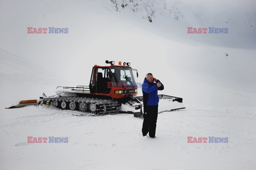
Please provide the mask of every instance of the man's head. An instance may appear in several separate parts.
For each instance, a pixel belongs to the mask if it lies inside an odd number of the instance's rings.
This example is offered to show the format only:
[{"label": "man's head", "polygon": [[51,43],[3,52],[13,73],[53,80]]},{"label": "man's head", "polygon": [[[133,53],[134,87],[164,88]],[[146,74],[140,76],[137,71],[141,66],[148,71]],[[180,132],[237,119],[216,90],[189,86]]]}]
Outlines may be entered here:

━━━━━━━━━━━━━━━━━━━━

**What you will do:**
Put each line of text from all the entries into a JSON list of strings, one string per line, with blank lines and the pictures omitted.

**Written solution:**
[
  "Please provide the mask of every instance of the man's head. An instance may appear in several separate parts.",
  "For each instance, a pixel belongs to the mask if it lies inside an odd number of the instance's rings.",
  "This example is offered to show the format only:",
  "[{\"label\": \"man's head\", \"polygon\": [[51,43],[3,52],[13,73],[53,80]]},{\"label\": \"man's head\", \"polygon\": [[[133,53],[134,87],[164,88]],[[146,74],[140,76],[137,71],[141,66],[148,71]],[[180,132],[237,119],[216,90],[189,86]]]}]",
  "Outlines may be entered here:"
]